● **Quoted text**
Is it possible to create a trait to answer if a type comes from std?

Question

After this question by utilizing ADL one can create a trait to answer if the passed type comes from our namespace:

#include <utility>

namespace helper
{
  template <typename T, typename = void>
  struct is_member_of_sample : std::false_type
  {
  };

  template <typename T>
  struct is_member_of_sample<
      T,
      decltype(adl_is_member_of_sample(std::declval<T>()))> : std::true_type
  {
  };
}

namespace sample
{
  template <typename T>
  auto adl_is_member_of_sample(T && ) -> void;
}

// -- Test it

namespace sample
{
  struct X;
}

struct Y;

static_assert(helper::is_member_of_sample<sample::X>::value, "");
static_assert(not helper::is_member_of_sample<Y>::value, "");

int main(){}

From obvious reason this cannot be applied to the std namespace - there is simply no way to inject the adl_is_member_of_sample equivalent to the std namespace without exposing ourself to undefined behaviour.

Is there some workaround enabling to create the trait?

● **Given request a**
Name every struct that the code in the C++ trait question declares with the keyword struct.

● **Task inputs**
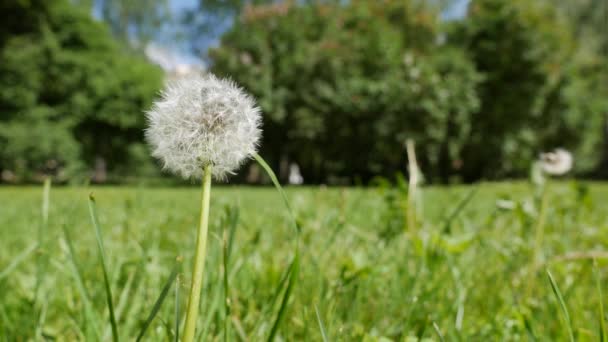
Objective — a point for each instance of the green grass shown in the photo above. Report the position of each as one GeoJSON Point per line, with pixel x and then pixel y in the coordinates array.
{"type": "Point", "coordinates": [361, 277]}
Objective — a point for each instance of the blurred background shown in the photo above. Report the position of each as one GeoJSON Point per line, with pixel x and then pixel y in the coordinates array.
{"type": "Point", "coordinates": [481, 86]}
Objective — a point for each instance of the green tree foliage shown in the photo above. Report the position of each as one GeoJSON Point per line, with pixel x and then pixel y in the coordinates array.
{"type": "Point", "coordinates": [344, 85]}
{"type": "Point", "coordinates": [533, 96]}
{"type": "Point", "coordinates": [70, 96]}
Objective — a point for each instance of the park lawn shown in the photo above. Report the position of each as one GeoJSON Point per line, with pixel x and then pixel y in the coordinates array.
{"type": "Point", "coordinates": [363, 275]}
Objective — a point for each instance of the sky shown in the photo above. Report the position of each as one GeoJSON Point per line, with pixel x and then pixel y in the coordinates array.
{"type": "Point", "coordinates": [179, 51]}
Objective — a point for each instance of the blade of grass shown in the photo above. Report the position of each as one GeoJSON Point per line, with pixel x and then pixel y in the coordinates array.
{"type": "Point", "coordinates": [321, 326]}
{"type": "Point", "coordinates": [93, 212]}
{"type": "Point", "coordinates": [161, 298]}
{"type": "Point", "coordinates": [226, 287]}
{"type": "Point", "coordinates": [88, 307]}
{"type": "Point", "coordinates": [438, 332]}
{"type": "Point", "coordinates": [447, 227]}
{"type": "Point", "coordinates": [293, 274]}
{"type": "Point", "coordinates": [562, 304]}
{"type": "Point", "coordinates": [603, 334]}
{"type": "Point", "coordinates": [42, 228]}
{"type": "Point", "coordinates": [177, 309]}
{"type": "Point", "coordinates": [17, 260]}
{"type": "Point", "coordinates": [295, 264]}
{"type": "Point", "coordinates": [277, 185]}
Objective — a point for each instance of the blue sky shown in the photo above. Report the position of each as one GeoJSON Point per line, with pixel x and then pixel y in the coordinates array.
{"type": "Point", "coordinates": [182, 49]}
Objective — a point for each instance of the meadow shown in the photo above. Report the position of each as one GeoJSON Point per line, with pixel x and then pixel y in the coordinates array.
{"type": "Point", "coordinates": [473, 268]}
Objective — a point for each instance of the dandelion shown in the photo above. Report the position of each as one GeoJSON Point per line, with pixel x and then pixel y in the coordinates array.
{"type": "Point", "coordinates": [557, 162]}
{"type": "Point", "coordinates": [203, 127]}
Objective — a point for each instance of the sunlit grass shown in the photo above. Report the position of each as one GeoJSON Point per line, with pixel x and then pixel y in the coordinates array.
{"type": "Point", "coordinates": [477, 280]}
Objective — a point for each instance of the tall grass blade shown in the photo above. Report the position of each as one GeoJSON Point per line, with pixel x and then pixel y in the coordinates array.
{"type": "Point", "coordinates": [295, 264]}
{"type": "Point", "coordinates": [603, 333]}
{"type": "Point", "coordinates": [438, 332]}
{"type": "Point", "coordinates": [88, 307]}
{"type": "Point", "coordinates": [226, 287]}
{"type": "Point", "coordinates": [279, 188]}
{"type": "Point", "coordinates": [93, 212]}
{"type": "Point", "coordinates": [17, 260]}
{"type": "Point", "coordinates": [447, 226]}
{"type": "Point", "coordinates": [161, 298]}
{"type": "Point", "coordinates": [177, 309]}
{"type": "Point", "coordinates": [562, 304]}
{"type": "Point", "coordinates": [42, 228]}
{"type": "Point", "coordinates": [321, 326]}
{"type": "Point", "coordinates": [293, 274]}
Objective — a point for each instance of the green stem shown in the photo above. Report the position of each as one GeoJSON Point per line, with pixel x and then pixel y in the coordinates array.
{"type": "Point", "coordinates": [540, 227]}
{"type": "Point", "coordinates": [199, 260]}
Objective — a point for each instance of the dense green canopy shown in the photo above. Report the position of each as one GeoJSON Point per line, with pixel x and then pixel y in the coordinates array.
{"type": "Point", "coordinates": [70, 96]}
{"type": "Point", "coordinates": [344, 85]}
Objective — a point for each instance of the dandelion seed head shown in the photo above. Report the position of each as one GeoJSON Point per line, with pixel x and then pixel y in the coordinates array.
{"type": "Point", "coordinates": [203, 120]}
{"type": "Point", "coordinates": [557, 162]}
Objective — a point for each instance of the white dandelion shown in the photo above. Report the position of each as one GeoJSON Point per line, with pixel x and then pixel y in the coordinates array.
{"type": "Point", "coordinates": [201, 121]}
{"type": "Point", "coordinates": [202, 127]}
{"type": "Point", "coordinates": [557, 163]}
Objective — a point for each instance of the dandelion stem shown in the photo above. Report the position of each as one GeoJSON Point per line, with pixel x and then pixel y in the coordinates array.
{"type": "Point", "coordinates": [199, 260]}
{"type": "Point", "coordinates": [540, 227]}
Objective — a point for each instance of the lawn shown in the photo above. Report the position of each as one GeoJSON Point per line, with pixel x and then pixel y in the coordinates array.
{"type": "Point", "coordinates": [473, 268]}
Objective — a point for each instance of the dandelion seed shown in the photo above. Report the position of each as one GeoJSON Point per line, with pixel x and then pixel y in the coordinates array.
{"type": "Point", "coordinates": [202, 127]}
{"type": "Point", "coordinates": [557, 162]}
{"type": "Point", "coordinates": [203, 120]}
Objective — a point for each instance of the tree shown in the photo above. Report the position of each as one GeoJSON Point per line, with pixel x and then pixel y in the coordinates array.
{"type": "Point", "coordinates": [343, 85]}
{"type": "Point", "coordinates": [70, 95]}
{"type": "Point", "coordinates": [531, 91]}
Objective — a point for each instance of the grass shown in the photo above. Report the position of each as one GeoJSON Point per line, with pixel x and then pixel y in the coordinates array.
{"type": "Point", "coordinates": [360, 275]}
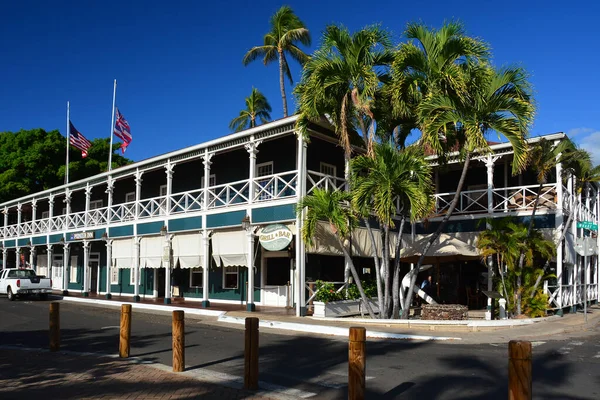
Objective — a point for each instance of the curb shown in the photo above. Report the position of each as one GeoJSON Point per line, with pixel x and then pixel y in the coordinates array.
{"type": "Point", "coordinates": [329, 330]}
{"type": "Point", "coordinates": [142, 306]}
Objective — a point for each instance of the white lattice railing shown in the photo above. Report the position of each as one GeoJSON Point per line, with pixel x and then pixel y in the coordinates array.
{"type": "Point", "coordinates": [187, 201]}
{"type": "Point", "coordinates": [276, 186]}
{"type": "Point", "coordinates": [322, 181]}
{"type": "Point", "coordinates": [228, 194]}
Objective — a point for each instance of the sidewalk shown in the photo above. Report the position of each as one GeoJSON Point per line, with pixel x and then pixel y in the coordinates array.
{"type": "Point", "coordinates": [29, 374]}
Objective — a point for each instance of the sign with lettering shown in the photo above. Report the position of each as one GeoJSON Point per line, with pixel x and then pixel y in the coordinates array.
{"type": "Point", "coordinates": [275, 237]}
{"type": "Point", "coordinates": [82, 235]}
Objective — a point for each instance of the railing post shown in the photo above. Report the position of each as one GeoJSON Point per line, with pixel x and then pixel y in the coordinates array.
{"type": "Point", "coordinates": [178, 341]}
{"type": "Point", "coordinates": [125, 332]}
{"type": "Point", "coordinates": [519, 370]}
{"type": "Point", "coordinates": [251, 354]}
{"type": "Point", "coordinates": [356, 363]}
{"type": "Point", "coordinates": [54, 326]}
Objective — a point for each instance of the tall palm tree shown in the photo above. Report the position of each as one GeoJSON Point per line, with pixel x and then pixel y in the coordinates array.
{"type": "Point", "coordinates": [257, 108]}
{"type": "Point", "coordinates": [333, 207]}
{"type": "Point", "coordinates": [380, 184]}
{"type": "Point", "coordinates": [287, 30]}
{"type": "Point", "coordinates": [494, 101]}
{"type": "Point", "coordinates": [341, 80]}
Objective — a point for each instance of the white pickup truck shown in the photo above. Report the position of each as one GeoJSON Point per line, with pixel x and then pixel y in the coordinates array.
{"type": "Point", "coordinates": [23, 282]}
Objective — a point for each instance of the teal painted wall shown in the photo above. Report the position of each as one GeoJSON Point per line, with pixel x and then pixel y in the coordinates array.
{"type": "Point", "coordinates": [226, 219]}
{"type": "Point", "coordinates": [150, 228]}
{"type": "Point", "coordinates": [273, 214]}
{"type": "Point", "coordinates": [54, 238]}
{"type": "Point", "coordinates": [185, 224]}
{"type": "Point", "coordinates": [118, 231]}
{"type": "Point", "coordinates": [38, 240]}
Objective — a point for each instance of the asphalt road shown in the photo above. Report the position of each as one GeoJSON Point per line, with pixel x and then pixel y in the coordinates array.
{"type": "Point", "coordinates": [317, 365]}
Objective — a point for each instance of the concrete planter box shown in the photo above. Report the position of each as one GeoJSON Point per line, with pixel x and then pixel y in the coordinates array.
{"type": "Point", "coordinates": [343, 308]}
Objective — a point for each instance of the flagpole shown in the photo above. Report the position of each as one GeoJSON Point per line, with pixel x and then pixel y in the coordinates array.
{"type": "Point", "coordinates": [112, 127]}
{"type": "Point", "coordinates": [68, 140]}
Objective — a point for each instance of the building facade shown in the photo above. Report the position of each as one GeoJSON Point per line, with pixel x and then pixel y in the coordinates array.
{"type": "Point", "coordinates": [187, 223]}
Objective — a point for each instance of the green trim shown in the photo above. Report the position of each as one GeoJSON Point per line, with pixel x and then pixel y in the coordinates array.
{"type": "Point", "coordinates": [118, 231]}
{"type": "Point", "coordinates": [150, 228]}
{"type": "Point", "coordinates": [233, 218]}
{"type": "Point", "coordinates": [284, 212]}
{"type": "Point", "coordinates": [185, 224]}
{"type": "Point", "coordinates": [39, 240]}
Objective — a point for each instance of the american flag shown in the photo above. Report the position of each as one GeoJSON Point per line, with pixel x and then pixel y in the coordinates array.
{"type": "Point", "coordinates": [123, 131]}
{"type": "Point", "coordinates": [78, 140]}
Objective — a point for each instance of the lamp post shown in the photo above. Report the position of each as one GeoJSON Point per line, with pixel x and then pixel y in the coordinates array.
{"type": "Point", "coordinates": [247, 226]}
{"type": "Point", "coordinates": [167, 263]}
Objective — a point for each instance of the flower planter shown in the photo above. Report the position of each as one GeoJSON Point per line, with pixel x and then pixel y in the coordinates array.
{"type": "Point", "coordinates": [342, 308]}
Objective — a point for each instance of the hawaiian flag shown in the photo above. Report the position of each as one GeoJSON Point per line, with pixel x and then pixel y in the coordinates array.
{"type": "Point", "coordinates": [78, 140]}
{"type": "Point", "coordinates": [123, 131]}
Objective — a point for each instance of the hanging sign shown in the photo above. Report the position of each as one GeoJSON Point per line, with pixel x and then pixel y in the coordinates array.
{"type": "Point", "coordinates": [275, 237]}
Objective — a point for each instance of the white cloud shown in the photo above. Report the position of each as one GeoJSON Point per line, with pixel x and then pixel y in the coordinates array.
{"type": "Point", "coordinates": [588, 139]}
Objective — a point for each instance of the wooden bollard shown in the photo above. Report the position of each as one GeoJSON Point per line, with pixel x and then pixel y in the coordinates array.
{"type": "Point", "coordinates": [519, 370]}
{"type": "Point", "coordinates": [178, 341]}
{"type": "Point", "coordinates": [251, 354]}
{"type": "Point", "coordinates": [125, 332]}
{"type": "Point", "coordinates": [54, 326]}
{"type": "Point", "coordinates": [356, 363]}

● **Given request b**
Locate each line of the entries that contains the word "sign", and copy those lines.

● **Expected output a**
is_member_of_sample, X, Y

● **Expected output b**
Objective — a point for each instance of the sign with lettering shown in the photo above. Report the position of each as one GeoJSON Point per line, with pixel x and then pixel y in the coordinates array.
Objective — a point for each instance of the hanging sign shown in the photo above. Report the position of each as one GeoJSON Point per line, with pixel x and then pixel y in the coordinates array.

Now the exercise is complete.